(Provided data begins)
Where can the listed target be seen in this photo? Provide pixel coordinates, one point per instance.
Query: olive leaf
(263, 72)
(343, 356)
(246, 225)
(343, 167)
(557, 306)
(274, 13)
(Provided data ends)
What to do: What is needed is an exact copy of every record above.

Answer:
Where can the listed target be seen in this photo? Provide pixel coordinates, one point per instance.
Query: olive leaf
(263, 72)
(343, 356)
(246, 225)
(343, 167)
(557, 306)
(274, 13)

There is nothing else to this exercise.